Items -
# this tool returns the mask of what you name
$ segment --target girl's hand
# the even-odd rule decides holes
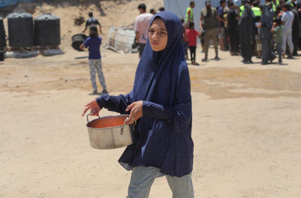
[[[84,110],[82,113],[82,116],[84,115],[86,112],[89,109],[91,110],[90,111],[90,113],[92,114],[91,115],[98,115],[98,113],[101,110],[96,100],[95,99],[85,104],[85,106],[86,107],[84,109]]]
[[[128,123],[131,124],[142,116],[142,100],[135,102],[128,106],[125,110],[128,111],[131,109],[129,117],[128,118]]]

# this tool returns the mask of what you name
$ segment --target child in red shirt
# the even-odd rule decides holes
[[[186,35],[188,38],[188,46],[190,51],[190,57],[192,64],[197,65],[195,62],[195,51],[197,49],[197,36],[200,37],[200,34],[194,29],[194,23],[189,22],[189,29],[187,30]]]

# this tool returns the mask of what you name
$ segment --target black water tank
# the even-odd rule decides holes
[[[16,10],[7,16],[9,46],[31,47],[34,45],[32,15],[24,10]]]
[[[60,18],[43,13],[34,19],[34,45],[56,46],[61,44]]]
[[[0,48],[6,46],[5,40],[5,31],[3,24],[3,18],[0,17]]]

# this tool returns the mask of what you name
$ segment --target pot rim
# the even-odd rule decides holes
[[[88,129],[113,129],[114,128],[120,127],[121,126],[123,126],[124,125],[119,125],[119,126],[111,126],[111,127],[107,127],[104,128],[92,128],[92,127],[90,127],[89,126],[88,126],[88,124],[90,123],[90,122],[92,122],[94,121],[94,120],[98,120],[98,119],[100,119],[101,118],[108,118],[109,117],[112,117],[113,116],[121,117],[121,116],[129,116],[129,115],[128,115],[127,114],[122,114],[121,115],[108,115],[108,116],[105,116],[104,117],[102,117],[100,118],[97,118],[93,120],[91,120],[91,121],[90,121],[88,122],[87,123],[87,124],[86,124],[86,126],[87,126],[87,128]],[[127,123],[124,125],[124,126],[125,126],[126,125],[129,125],[129,124]]]

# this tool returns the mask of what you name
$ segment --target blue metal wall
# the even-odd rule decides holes
[[[34,1],[34,0],[0,0],[0,8],[15,5],[20,2]]]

Do this -
Restate the listing above word for word, and skip the pictures.

Answer to this exercise -
# this tool returns the mask of what you name
$ segment --target girl's hand
# the even-odd rule decides holes
[[[84,110],[82,113],[82,116],[84,115],[86,112],[89,109],[91,110],[90,111],[90,113],[92,114],[91,115],[98,115],[98,113],[101,110],[96,100],[95,99],[85,104],[85,106],[86,107],[84,109]]]
[[[128,123],[131,124],[142,116],[142,100],[135,102],[128,106],[125,110],[128,111],[131,109],[129,117],[128,118]]]

# this tool returns the mask of what you name
$ segment --target child in red shirt
# the even-odd rule decides holes
[[[186,35],[188,38],[188,46],[190,51],[190,57],[192,64],[197,65],[195,62],[195,51],[197,49],[197,36],[200,37],[200,34],[194,29],[194,23],[189,22],[189,29],[187,30]]]

# this tool returns the mask of what you name
$ segment --target black water tank
# the even-odd rule decides holes
[[[16,10],[7,16],[9,46],[31,47],[34,45],[32,15],[24,10]]]
[[[60,18],[43,13],[34,19],[34,45],[56,46],[61,44]]]
[[[0,48],[6,46],[5,40],[5,31],[3,24],[3,18],[0,17]]]

# this tool returns the mask of what you name
$ segment --target pot rim
# the even-odd rule decides holes
[[[88,129],[113,129],[114,128],[120,127],[121,126],[123,126],[124,125],[119,125],[119,126],[111,126],[111,127],[107,127],[104,128],[92,128],[92,127],[90,127],[89,126],[88,126],[88,124],[90,123],[90,122],[92,122],[94,121],[94,120],[98,120],[98,119],[100,119],[101,118],[108,118],[109,117],[112,117],[113,116],[121,117],[121,116],[129,116],[129,115],[128,115],[127,114],[122,114],[121,115],[108,115],[108,116],[105,116],[104,117],[102,117],[100,118],[97,118],[93,120],[91,120],[91,121],[90,121],[88,122],[87,123],[87,124],[86,124],[86,126],[87,126],[87,128]],[[127,123],[124,125],[124,126],[125,126],[126,125],[129,125],[129,124]]]

# this tool returns the mask of what you name
$ segment --target blue metal wall
# the even-odd rule decides holes
[[[34,1],[34,0],[0,0],[0,8],[15,5],[20,2]]]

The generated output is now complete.